§ **TASK DETAILS**
Copy out the entries exactly, from the first line to the last.

§ **DATA FOR THIS TASK**
— begin —
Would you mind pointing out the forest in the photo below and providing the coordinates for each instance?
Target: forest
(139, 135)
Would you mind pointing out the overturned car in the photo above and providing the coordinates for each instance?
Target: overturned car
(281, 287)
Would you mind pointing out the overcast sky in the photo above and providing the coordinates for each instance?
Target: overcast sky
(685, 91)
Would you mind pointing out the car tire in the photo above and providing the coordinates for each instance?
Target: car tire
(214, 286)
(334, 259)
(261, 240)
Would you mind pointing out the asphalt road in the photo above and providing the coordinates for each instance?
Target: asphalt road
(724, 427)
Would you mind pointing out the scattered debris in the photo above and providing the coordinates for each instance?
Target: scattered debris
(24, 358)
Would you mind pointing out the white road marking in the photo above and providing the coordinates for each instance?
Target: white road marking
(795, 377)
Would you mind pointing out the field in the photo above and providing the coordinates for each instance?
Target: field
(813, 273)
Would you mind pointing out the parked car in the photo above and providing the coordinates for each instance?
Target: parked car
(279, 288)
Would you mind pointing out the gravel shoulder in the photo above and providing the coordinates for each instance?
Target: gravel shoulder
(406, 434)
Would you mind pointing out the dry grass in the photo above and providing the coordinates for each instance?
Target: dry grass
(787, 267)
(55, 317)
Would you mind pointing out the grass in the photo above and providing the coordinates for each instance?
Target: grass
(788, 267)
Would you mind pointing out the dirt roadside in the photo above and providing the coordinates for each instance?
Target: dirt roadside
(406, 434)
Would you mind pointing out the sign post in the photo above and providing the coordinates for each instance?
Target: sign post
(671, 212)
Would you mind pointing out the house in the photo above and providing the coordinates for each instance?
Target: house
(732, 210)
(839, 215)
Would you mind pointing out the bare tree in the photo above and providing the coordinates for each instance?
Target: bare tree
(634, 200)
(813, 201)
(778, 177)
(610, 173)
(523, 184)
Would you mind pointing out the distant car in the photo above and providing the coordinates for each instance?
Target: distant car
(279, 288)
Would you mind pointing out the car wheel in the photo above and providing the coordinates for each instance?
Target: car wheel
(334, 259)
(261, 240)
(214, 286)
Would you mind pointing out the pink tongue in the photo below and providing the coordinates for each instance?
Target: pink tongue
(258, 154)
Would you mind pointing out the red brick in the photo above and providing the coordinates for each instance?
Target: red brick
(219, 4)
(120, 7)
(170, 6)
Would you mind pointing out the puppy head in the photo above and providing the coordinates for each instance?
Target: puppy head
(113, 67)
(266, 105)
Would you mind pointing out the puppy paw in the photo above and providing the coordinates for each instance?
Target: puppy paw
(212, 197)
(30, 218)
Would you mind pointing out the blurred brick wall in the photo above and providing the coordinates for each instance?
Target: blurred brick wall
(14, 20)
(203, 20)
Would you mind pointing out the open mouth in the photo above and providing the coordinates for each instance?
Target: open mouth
— end —
§ **SOLUTION FOR THIS TASK**
Would you mind pointing out the forest in the photo below and providing the coordinates for each instance?
Target: forest
(139, 135)
Would you mind pointing out the overturned car in the photo above and providing the coordinates for each instance?
Target: overturned car
(281, 287)
Would you mind pointing out the overcast sky in the photo above and providing the coordinates for each instance?
Target: overcast sky
(685, 91)
Would you mind pointing out the car tire in the photo above and providing the coordinates for each instance?
Target: car tire
(214, 286)
(334, 259)
(261, 240)
Would you mind pointing out the asphalt road in the photo above and providing the coordinates for each instance?
Target: asphalt road
(724, 427)
Would you mind pointing out the scattered debris in the photo above and providing the coordinates for each instance?
Target: scattered debris
(24, 358)
Would you mind pointing out the white road marking in the photo above and providing the coordinates for each instance?
Target: white road marking
(795, 377)
Would you mind pointing out the field in the photo above and providing the coordinates for each instance?
Target: field
(813, 273)
Would you mind pointing out the parked car in the photo above and providing the coordinates for each instance?
Target: parked car
(279, 288)
Would you mind pointing out the gravel shoulder in the photo above and providing the coordinates for each instance?
Target: gravel shoulder
(406, 434)
Would you mind pointing out the dry grass in the photo above and providing the coordinates for each instance?
Target: dry grass
(787, 267)
(55, 317)
Would you mind pointing out the grass in the photo above and providing the coordinates for each instance?
Target: grass
(788, 267)
Would you mind pointing out the dirt roadside in the photo above and providing the coordinates for each instance?
Target: dirt roadside
(406, 434)
Would you mind pointing out the sign post in the photo above and providing the coordinates for each instance?
Target: sign post
(671, 212)
Would you mind pointing out the house in the photo above and providing the coordinates for each instance?
Target: house
(732, 210)
(839, 215)
Would you mind pointing out the bare tree in the photo above and providing the coordinates for each instance?
Target: bare tree
(634, 200)
(813, 201)
(778, 177)
(610, 173)
(523, 184)
Would you mind pointing out the distant car in the photo above and providing the coordinates for each instance?
Target: distant car
(279, 288)
Would you mind pointing out the car wheel in the photo above and providing the coordinates for each instance?
Target: car wheel
(334, 259)
(261, 240)
(214, 286)
Would you mind pointing out the pink tongue in the photo below and providing the coordinates for each instance?
Target: pink tongue
(258, 154)
Would you mind pointing out the red brick in the photo above and providing the coordinates for each instance?
Target: red brick
(219, 4)
(120, 7)
(170, 6)
Would you mind pointing out the puppy head in the photo above and providing the coordinates for each instance?
Target: puppy head
(113, 67)
(266, 105)
Would you mind pointing out the puppy paw in the photo above and providing the coordinates for each instance?
Target: puppy paw
(212, 197)
(30, 218)
Would you mind pointing out the blurred brick wall in the photo above and providing the coordinates for each instance?
Target: blurred brick wall
(14, 20)
(203, 20)
Would you mind pointing out the open mouth in the photo above and providing the coordinates for each instance?
Target: open mouth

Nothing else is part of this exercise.